▶ Given task:
Your task is to restate the data word for word.

Part of a data file
================

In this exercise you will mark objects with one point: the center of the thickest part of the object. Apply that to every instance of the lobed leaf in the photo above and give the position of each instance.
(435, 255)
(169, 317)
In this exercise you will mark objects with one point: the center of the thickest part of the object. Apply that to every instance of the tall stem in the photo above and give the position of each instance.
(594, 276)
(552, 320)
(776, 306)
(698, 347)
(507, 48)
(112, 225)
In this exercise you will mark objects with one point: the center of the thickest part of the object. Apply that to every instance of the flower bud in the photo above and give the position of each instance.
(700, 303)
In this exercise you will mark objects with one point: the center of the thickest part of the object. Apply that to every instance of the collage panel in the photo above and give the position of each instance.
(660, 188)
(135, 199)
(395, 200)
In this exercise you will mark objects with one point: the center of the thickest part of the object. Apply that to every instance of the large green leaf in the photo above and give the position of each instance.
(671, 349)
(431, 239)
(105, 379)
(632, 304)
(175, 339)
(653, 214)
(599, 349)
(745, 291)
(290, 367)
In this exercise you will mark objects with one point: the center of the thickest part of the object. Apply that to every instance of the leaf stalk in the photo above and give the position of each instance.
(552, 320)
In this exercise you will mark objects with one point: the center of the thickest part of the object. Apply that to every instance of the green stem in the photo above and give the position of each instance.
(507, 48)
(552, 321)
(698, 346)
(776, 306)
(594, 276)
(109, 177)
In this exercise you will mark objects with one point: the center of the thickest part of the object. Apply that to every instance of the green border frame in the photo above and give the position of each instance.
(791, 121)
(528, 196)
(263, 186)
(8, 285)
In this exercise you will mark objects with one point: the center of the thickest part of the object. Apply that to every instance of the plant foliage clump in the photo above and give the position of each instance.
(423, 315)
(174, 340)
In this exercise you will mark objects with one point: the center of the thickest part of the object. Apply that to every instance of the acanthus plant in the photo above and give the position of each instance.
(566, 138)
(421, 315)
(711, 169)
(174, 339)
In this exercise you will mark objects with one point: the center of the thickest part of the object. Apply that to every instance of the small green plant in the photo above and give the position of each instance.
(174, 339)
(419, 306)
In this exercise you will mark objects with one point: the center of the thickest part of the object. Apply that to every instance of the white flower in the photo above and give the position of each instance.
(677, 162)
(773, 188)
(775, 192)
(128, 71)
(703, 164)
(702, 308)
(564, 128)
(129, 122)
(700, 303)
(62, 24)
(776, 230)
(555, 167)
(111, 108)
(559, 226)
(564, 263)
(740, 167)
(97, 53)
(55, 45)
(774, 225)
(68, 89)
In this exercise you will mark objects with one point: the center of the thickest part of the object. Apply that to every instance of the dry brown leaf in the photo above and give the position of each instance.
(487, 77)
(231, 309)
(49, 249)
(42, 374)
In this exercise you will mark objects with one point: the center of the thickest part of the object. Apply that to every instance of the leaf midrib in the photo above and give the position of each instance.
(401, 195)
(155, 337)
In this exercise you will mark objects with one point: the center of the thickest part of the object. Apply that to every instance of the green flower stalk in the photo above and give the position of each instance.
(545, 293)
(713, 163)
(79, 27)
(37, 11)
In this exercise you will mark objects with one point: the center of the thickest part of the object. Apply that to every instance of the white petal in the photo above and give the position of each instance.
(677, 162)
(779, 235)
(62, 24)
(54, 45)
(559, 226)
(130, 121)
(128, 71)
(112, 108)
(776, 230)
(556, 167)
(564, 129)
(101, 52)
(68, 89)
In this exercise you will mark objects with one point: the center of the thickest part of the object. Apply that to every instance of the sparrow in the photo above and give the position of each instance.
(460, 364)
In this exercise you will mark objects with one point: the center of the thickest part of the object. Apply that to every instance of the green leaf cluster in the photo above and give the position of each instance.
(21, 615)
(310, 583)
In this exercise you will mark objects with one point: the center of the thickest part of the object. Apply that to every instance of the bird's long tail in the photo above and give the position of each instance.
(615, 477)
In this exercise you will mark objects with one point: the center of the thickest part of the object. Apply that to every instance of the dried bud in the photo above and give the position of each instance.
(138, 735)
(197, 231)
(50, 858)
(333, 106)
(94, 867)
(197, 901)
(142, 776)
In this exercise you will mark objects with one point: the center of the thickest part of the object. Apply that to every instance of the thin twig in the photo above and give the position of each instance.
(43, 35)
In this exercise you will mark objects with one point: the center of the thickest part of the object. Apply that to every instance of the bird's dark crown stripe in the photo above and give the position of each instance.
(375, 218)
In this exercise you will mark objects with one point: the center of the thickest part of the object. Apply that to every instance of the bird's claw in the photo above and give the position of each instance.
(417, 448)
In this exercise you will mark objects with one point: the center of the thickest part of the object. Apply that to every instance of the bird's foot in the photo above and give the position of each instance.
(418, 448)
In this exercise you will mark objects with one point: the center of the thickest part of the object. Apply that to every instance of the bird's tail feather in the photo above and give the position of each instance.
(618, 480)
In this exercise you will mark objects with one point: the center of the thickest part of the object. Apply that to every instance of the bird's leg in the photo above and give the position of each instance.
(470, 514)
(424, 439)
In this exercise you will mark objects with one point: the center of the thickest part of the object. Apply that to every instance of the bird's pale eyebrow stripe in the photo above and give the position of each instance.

================

▶ The result:
In this exercise you will mark objects with one point: the center of the thickest part of the object. Apply that to every instance of the lobed leaf in the photo above and give the position of each instance.
(435, 255)
(169, 317)
In this exercise you will mark objects with one point: the center of the thickest part of the object. Apply that to every instance of the tall stem in the photo above and give the position of each instance.
(594, 276)
(552, 320)
(776, 306)
(698, 347)
(507, 48)
(112, 225)
In this exercise you will mark objects with one point: the center of the thickest part of the object. Apply that to every instance of the flower bud in the photo above and give the position of each instance.
(700, 303)
In this exercise you will mark objects with one point: the center of the thickest part of the object. Apply that to every instance of the collage panel in the photo above and give the position of each instance.
(660, 188)
(135, 199)
(395, 200)
In this exercise you will mark objects with one point: the center of the thickest part of the object. Apply that to every instance of the large green leaf in the photo above and give the position of each instance.
(671, 349)
(431, 239)
(105, 379)
(632, 304)
(175, 339)
(653, 214)
(599, 349)
(745, 291)
(290, 367)
In this exercise you will mark objects with one point: the center of the thickest part of the object. Apply that to every instance of the leaf stalk in the photo above and give the position of each instance.
(552, 320)
In this exercise you will mark objects with one point: the center of the thickest part of the object. Apply that to every instance of the green stem in the photo above and give the position of each instance.
(507, 48)
(552, 321)
(698, 346)
(776, 306)
(594, 276)
(109, 177)
In this exercise you will mark objects with one point: the center of the thickest part of the object. Apply that to every instance of the green border frame in the photo above and give the position of each instance.
(791, 121)
(528, 196)
(263, 186)
(8, 285)
In this exercise you will mark objects with one point: the center of the thickest part of the object. Apply that to every instance of the plant foliage clump in the photo above and give the position of each instance.
(423, 315)
(174, 340)
In this exercise you will mark objects with one point: the center of the thickest part of the object. Apply that to every instance of the acanthus plant in the photo above and give the position of each instance.
(566, 138)
(421, 315)
(711, 169)
(174, 339)
In this exercise you will mark objects with one point: the center of the thickest part of the object. Apply that to every instance of the small green plant in the photo above and give the position of each instance.
(174, 339)
(419, 306)
In this exercise you will mark objects with one point: the center of the thickest part of the object. Apply that to every instance of the white flower in the photo above and give the position of each instance.
(677, 162)
(773, 188)
(775, 192)
(128, 71)
(703, 164)
(702, 308)
(564, 128)
(129, 122)
(700, 303)
(62, 24)
(776, 230)
(555, 167)
(111, 108)
(559, 226)
(564, 263)
(740, 167)
(97, 53)
(55, 45)
(774, 225)
(68, 89)
In this exercise you will mark objects with one point: the center of the thickest part of the object. Apply that to every instance of the dry brown leaf in the photo above and give the position of each instance.
(487, 77)
(231, 309)
(49, 249)
(42, 374)
In this exercise you will mark objects with one point: the center of the thickest part of the object. Apply that to every instance of the leaf midrib in the photo above and give the position of each instance.
(401, 195)
(155, 337)
In this exercise you will mark objects with one point: the center of the thickest part of the object. Apply that to every instance of the green flower stalk in the photo above and give the position of each instance.
(545, 293)
(713, 163)
(79, 27)
(37, 11)
In this exercise you will mark objects with one point: the center of the thickest part of the object. Apply that to every instance of the white petal in the photo above and give the position of each instance.
(677, 162)
(779, 235)
(62, 24)
(54, 45)
(559, 226)
(130, 121)
(128, 71)
(112, 108)
(776, 230)
(556, 167)
(564, 129)
(101, 52)
(68, 89)
In this exercise you will mark objects with one point: the center of the thickest part of the object. Apply that to every instance of the sparrow in the photo above and give the position of each instance.
(460, 364)
In this exercise you will mark objects with one point: the center of the thickest part of the object. Apply that to every instance of the green leaf cluster in the photo above and give the position of each instance.
(21, 615)
(310, 583)
In this exercise you will mark objects with one point: the center of the thickest part of the object. Apply that to every instance of the bird's long tail in the photo above and give the position of each instance.
(615, 477)
In this exercise you will mark objects with one point: the center of the thickest part of the object. Apply that to every instance of the dried bud in the photo above and give the position of each instance.
(138, 735)
(197, 231)
(50, 858)
(333, 106)
(94, 867)
(197, 901)
(142, 776)
In this exercise you will mark objects with one point: the center of the thickest part of the object. Apply that to every instance of the thin twig in the photo above and give the position of each instance.
(43, 35)
In this exercise you will mark objects with one point: the center of the thickest part of the object. Apply that to every instance of the bird's dark crown stripe in the photo above and give the position of each instance.
(375, 218)
In this exercise you will mark objects with one point: the center of the thickest part of the object. Apply that to every instance of the bird's claw in the photo above and give the position of each instance.
(417, 448)
In this exercise you will mark objects with one point: the center of the thickest part of the object. Apply that to every instance of the bird's foot in the photo above and give the position of each instance.
(418, 448)
In this exercise you will mark objects with one point: the center of the thickest part of the object. Apply that to every instance of the bird's tail feather in the photo above and give the position of each instance.
(618, 480)
In this exercise you will mark objects with one point: the center of the thickest part of the object. Apply that to every instance of the bird's leg in the photo above and give the position of each instance.
(470, 514)
(424, 439)
In this exercise you will mark objects with one point: the center of the thickest part of the object. Apply that to every instance of the bird's pale eyebrow stripe in the photo above and give the position of each instance.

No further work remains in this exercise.